Text under study:
The leaders are not the only ones getting old in Cuba
By Silvio Canto, Jr.
For people like me, watching the reality of Cuba is painful. It does not
compare with the Cuba that my parents remember. It was not a perfect
place by any means but it did not have many of the problems that we see
today.
Cuba has a very serious birthrate problem, as we read this week in the
New York Times:
By almost any metric, Cuba's demographics are in dire straits. Since the
1970s, the birthrate has been in free fall, tilting population figures
into decline, a problem much more common in rich, industrialized
nations, not poor ones.
Cuba already has the oldest population in all of Latin America. Experts
predict that 50 years from now, Cuba's population will have fallen by a
third. More than 40 percent of the country will be older than 60.
The demographic crisis is both an economic and a political one. The
aging population will require a vast health care system, the likes of
which the state cannot afford. And without a viable work force, the
cycle of flight and wariness about Cuba's future is even harder to
break, despite the country's halting steps to open itself up to the
outside world.
"We are all so excited about the trade and travel that we have
overlooked the demographics problem," said Hazel Denton, a former World
Bank economist who has studied Cuban demographics. "This is a
significant issue."
Young people are fleeing the island in big numbers, fearful that warming
relations with America will signal the end of a policy that allows
Cubans who make it to the United States to naturalize. Until recently, a
law prohibited Cubans from taking children out of the country, further
discouraging many from having children to avoid the painful choice of
leaving them behind.
Over the last few years, I have spoken to young Cubans who have escaped
the island. They tell me that getting married and having children means
dealing with milk and diaper shortages. As one Cuban young woman told
me: "Why bring a baby into this misery?" They tell me that most young
Cubans want to leave because there is no future and no hope that things
will get better. They refer to "los viejos" or the old men who run the
country.

Task set:
1. Answer these questions using the article on Cuba's aging population.
(a) In which newspaper did the author read about Cuba's birthrate problem?
(b) What share of the country do experts expect to be older than 60 in 50 years?
(c) What term do young Cubans use for the old men who run the country?
2. Rewrite the passage of the article on Cuba's aging population starting at "For people like" and ending at "not poor ones.", replacing "birthrate" with "birth rate".

Stored entries

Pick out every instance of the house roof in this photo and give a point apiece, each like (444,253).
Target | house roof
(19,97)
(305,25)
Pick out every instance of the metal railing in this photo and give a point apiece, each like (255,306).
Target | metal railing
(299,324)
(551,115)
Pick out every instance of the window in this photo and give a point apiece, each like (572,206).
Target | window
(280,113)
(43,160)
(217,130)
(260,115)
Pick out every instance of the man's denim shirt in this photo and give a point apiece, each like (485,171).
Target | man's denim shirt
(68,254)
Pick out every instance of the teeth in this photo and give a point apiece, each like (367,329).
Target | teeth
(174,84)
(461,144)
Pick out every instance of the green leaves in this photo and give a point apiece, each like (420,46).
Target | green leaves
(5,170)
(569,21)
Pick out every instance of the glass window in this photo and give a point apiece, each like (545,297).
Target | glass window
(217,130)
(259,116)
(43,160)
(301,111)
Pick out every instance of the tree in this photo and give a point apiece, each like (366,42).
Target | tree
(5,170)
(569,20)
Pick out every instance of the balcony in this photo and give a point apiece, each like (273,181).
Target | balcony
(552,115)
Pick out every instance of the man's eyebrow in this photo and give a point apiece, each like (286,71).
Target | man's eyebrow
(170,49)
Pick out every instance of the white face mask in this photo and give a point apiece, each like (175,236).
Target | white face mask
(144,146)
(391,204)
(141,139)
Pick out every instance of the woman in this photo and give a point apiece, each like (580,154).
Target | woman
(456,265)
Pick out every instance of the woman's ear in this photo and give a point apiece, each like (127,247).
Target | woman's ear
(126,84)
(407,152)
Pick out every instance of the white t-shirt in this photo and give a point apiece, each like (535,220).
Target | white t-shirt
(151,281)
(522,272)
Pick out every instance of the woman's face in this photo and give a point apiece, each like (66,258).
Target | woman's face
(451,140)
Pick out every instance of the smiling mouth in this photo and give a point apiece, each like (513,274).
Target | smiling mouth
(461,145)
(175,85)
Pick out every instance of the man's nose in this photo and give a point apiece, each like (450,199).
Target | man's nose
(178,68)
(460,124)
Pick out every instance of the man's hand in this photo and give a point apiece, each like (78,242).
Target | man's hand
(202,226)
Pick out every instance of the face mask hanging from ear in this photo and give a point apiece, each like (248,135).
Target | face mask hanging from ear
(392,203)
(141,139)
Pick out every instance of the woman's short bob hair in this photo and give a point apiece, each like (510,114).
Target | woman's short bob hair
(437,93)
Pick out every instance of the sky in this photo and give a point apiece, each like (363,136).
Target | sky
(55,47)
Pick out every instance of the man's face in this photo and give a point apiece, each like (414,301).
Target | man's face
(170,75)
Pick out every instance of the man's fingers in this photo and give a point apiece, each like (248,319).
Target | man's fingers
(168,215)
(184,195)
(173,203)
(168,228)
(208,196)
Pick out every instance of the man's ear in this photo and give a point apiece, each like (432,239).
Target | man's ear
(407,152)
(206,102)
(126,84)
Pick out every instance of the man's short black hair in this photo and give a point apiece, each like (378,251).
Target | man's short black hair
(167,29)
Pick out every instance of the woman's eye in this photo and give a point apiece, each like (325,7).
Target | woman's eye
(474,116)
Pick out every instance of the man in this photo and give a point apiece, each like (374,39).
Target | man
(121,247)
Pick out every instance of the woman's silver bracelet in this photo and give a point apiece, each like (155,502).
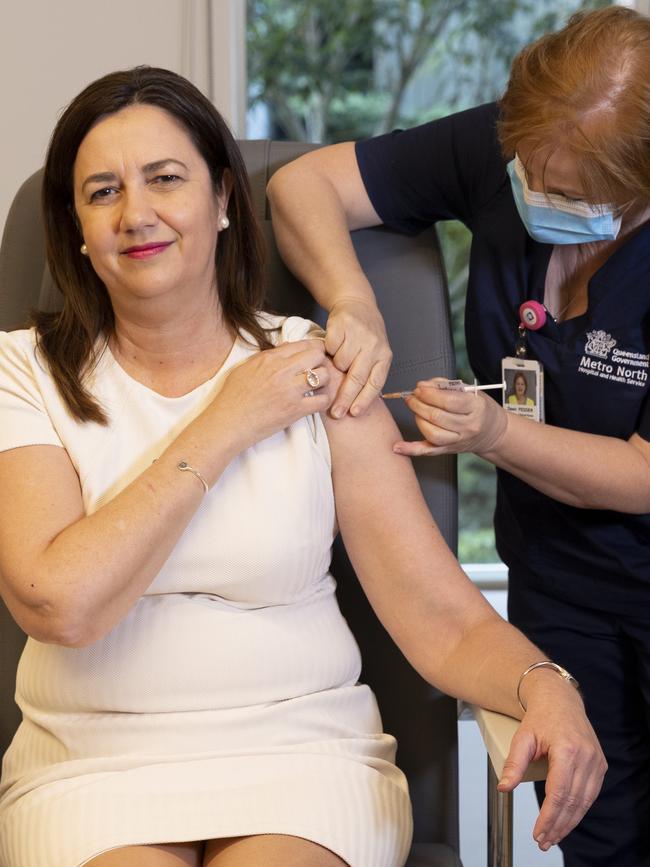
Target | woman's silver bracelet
(184,467)
(564,674)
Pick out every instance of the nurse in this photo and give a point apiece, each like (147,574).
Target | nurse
(554,184)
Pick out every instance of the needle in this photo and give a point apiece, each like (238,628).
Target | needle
(453,385)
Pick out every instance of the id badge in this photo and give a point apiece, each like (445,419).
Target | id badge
(524,387)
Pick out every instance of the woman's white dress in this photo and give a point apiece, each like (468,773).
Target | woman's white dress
(226,702)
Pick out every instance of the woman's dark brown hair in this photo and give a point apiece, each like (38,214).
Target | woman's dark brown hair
(586,88)
(71,339)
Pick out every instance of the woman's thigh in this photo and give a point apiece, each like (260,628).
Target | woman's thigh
(172,855)
(268,850)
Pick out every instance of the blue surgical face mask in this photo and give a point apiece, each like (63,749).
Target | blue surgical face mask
(554,219)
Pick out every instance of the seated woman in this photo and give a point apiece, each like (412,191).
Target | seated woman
(170,486)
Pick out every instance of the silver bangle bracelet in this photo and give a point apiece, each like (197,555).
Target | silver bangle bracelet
(564,674)
(184,467)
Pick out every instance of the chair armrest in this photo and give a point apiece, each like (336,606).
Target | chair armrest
(497,730)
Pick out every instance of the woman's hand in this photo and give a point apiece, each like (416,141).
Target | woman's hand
(555,726)
(356,339)
(453,421)
(269,391)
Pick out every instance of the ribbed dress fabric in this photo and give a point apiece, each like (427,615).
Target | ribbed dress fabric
(226,702)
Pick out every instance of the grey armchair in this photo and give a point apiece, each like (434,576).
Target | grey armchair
(409,280)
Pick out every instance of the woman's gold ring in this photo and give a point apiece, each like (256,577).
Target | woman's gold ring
(313,379)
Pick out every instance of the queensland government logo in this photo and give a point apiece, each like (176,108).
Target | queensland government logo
(599,343)
(630,368)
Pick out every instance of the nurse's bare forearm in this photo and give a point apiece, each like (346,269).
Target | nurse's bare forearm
(581,469)
(312,231)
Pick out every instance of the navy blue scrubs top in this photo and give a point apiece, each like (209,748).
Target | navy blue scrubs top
(596,369)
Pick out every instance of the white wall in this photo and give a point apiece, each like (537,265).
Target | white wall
(50,50)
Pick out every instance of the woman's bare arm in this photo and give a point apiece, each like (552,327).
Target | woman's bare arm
(67,577)
(444,626)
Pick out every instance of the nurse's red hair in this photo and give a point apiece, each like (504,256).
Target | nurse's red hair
(587,88)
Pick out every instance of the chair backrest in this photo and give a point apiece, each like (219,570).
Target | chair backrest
(408,277)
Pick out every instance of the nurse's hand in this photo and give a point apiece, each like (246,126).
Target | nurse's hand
(356,339)
(453,421)
(556,726)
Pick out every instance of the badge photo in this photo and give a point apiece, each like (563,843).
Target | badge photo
(524,391)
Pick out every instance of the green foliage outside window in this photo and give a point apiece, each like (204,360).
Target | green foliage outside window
(336,70)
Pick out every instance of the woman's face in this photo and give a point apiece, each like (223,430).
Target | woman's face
(551,170)
(147,207)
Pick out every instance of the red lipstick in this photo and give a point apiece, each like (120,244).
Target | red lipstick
(146,251)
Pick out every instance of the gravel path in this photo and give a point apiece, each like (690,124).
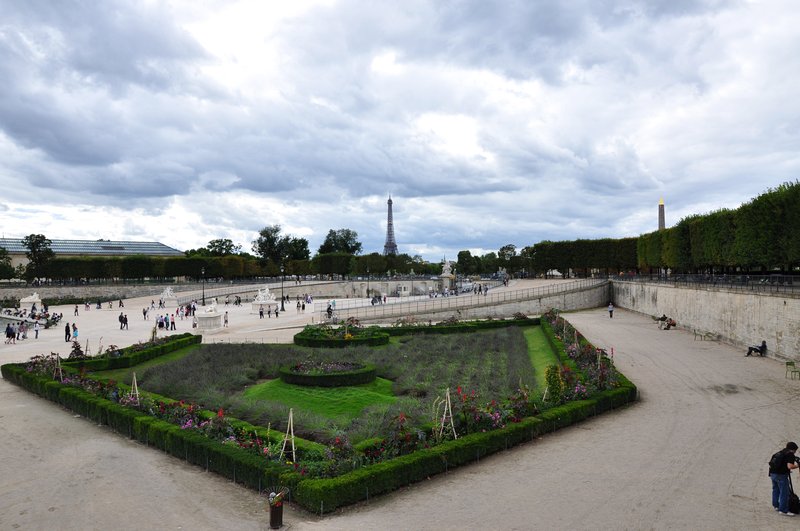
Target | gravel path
(691,454)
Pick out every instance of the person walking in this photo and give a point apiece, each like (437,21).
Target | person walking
(780,466)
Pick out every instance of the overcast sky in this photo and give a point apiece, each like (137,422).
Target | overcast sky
(488,123)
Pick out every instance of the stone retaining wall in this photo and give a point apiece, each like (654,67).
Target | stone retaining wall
(738,318)
(593,297)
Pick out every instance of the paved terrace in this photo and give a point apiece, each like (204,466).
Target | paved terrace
(691,454)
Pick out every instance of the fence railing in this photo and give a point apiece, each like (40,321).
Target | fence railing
(454,302)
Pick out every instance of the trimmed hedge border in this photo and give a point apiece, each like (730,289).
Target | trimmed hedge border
(459,328)
(236,464)
(131,357)
(326,495)
(321,495)
(364,375)
(380,338)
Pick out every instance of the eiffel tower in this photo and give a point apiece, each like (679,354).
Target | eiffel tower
(390,247)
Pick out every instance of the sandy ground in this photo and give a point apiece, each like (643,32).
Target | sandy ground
(691,454)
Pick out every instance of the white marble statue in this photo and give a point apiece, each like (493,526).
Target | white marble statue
(446,269)
(167,293)
(264,295)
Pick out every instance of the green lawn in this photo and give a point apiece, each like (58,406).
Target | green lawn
(125,375)
(331,402)
(541,354)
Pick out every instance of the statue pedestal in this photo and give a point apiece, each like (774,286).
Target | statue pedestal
(255,306)
(208,322)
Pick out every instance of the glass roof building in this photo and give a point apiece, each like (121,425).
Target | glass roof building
(14,246)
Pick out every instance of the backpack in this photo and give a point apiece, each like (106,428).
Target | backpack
(776,463)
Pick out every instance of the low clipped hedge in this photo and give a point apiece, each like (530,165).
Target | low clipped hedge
(360,376)
(303,339)
(461,328)
(231,462)
(321,495)
(130,357)
(326,495)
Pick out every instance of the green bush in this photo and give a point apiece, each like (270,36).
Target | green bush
(360,376)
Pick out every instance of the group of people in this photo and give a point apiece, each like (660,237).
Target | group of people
(19,331)
(665,323)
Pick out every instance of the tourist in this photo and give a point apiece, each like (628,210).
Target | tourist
(781,466)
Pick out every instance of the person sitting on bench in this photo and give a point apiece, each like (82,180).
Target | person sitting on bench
(760,350)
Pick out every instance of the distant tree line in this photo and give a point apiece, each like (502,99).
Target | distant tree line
(760,236)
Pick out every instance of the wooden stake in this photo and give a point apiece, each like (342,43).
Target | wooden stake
(447,416)
(135,389)
(289,430)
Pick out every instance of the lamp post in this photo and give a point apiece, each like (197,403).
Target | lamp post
(282,309)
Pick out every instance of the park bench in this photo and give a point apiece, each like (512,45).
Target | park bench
(704,336)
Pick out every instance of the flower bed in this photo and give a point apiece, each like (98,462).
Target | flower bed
(328,477)
(328,374)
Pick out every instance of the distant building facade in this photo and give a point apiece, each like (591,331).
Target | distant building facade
(89,248)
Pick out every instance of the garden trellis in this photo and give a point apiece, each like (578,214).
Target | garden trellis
(289,430)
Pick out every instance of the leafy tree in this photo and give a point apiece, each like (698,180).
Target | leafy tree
(296,248)
(271,245)
(38,254)
(6,271)
(507,252)
(465,263)
(223,247)
(341,241)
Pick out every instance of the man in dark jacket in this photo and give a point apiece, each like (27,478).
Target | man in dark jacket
(779,474)
(760,350)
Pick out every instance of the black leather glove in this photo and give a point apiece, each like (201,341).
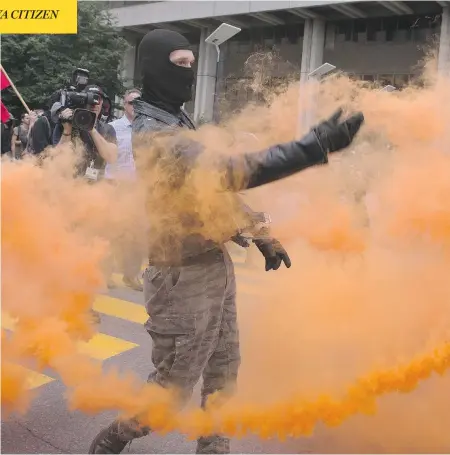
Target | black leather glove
(241,241)
(273,252)
(334,135)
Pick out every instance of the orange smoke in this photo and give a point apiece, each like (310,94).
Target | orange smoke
(368,290)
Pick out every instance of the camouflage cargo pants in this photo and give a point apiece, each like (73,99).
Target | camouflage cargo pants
(194,330)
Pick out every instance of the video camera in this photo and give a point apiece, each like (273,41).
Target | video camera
(75,98)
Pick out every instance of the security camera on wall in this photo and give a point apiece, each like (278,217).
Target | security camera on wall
(223,33)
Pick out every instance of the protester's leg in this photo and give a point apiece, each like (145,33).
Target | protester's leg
(131,263)
(185,306)
(220,373)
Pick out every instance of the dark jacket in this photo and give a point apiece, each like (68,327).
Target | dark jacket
(242,172)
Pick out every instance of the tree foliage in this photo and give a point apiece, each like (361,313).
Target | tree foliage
(40,64)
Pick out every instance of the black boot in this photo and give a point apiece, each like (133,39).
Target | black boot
(108,441)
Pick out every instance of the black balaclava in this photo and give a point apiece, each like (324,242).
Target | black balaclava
(165,85)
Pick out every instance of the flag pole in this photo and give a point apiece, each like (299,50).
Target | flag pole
(15,90)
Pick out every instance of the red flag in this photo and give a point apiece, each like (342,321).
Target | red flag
(4,81)
(4,114)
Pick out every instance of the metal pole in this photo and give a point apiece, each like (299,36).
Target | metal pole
(215,113)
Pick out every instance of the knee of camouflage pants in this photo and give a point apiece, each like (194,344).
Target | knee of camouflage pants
(131,429)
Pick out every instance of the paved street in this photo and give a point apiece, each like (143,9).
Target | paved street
(122,341)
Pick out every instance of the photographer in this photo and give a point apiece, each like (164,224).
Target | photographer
(99,141)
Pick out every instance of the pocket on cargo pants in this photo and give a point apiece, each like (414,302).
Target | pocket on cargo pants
(173,352)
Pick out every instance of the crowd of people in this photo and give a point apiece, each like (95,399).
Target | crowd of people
(107,155)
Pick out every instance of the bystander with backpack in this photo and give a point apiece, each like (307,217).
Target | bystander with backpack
(19,139)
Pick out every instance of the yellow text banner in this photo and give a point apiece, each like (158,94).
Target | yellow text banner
(38,17)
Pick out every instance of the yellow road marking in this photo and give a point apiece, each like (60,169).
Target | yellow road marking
(35,380)
(120,309)
(102,347)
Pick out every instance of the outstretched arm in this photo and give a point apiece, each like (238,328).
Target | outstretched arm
(255,169)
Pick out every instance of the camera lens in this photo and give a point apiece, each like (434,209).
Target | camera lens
(83,119)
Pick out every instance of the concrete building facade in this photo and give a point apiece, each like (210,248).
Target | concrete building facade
(381,41)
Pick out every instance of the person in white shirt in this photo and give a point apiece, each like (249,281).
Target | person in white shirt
(122,170)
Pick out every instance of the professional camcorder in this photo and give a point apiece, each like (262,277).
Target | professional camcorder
(75,98)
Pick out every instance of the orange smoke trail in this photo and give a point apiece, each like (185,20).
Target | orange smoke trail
(51,255)
(293,418)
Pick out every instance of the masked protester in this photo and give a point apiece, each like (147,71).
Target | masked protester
(191,301)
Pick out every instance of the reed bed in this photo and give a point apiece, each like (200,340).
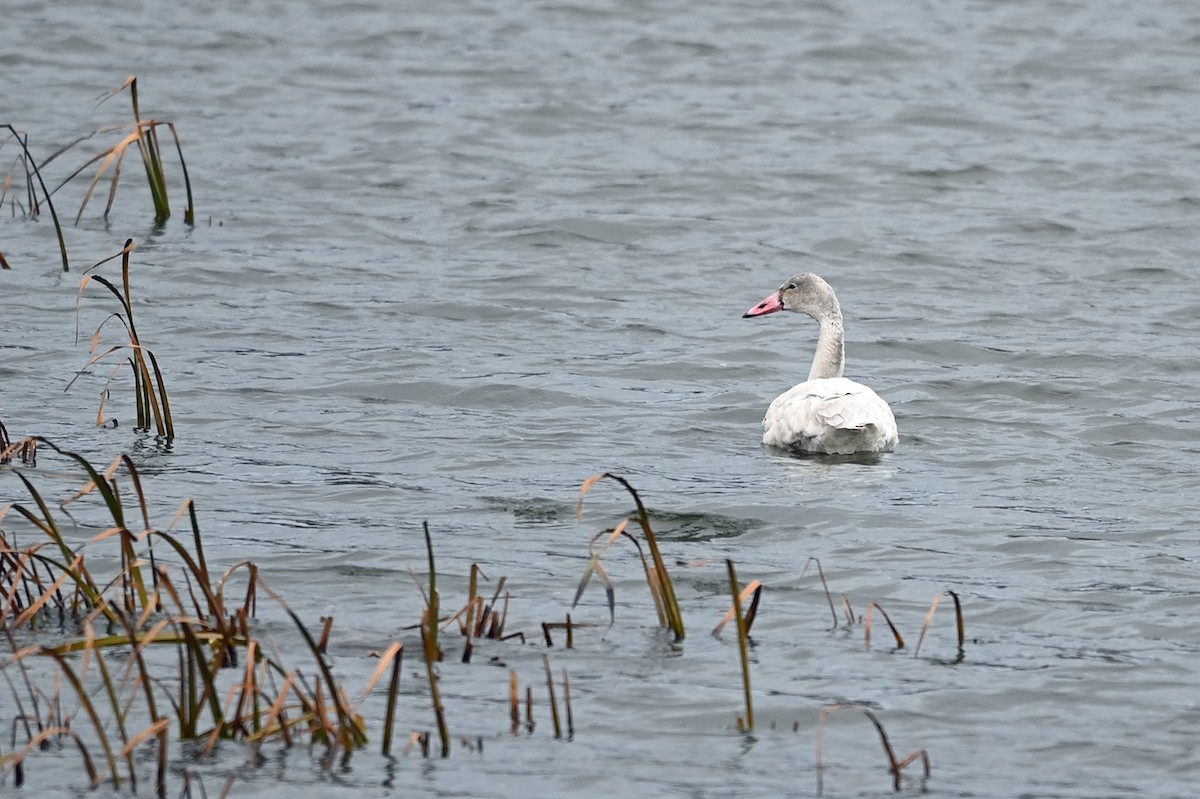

Results in order:
1.
(a) The New York Times
(b) More than 40 percent
(c) "los viejos"

2.
For people like me, watching the reality of Cuba is painful. It does not
compare with the Cuba that my parents remember. It was not a perfect
place by any means but it did not have many of the problems that we see
today.
Cuba has a very serious birth rate problem, as we read this week in the
New York Times:
By almost any metric, Cuba's demographics are in dire straits. Since the
1970s, the birth rate has been in free fall, tilting population figures
into decline, a problem much more common in rich, industrialized
nations, not poor ones.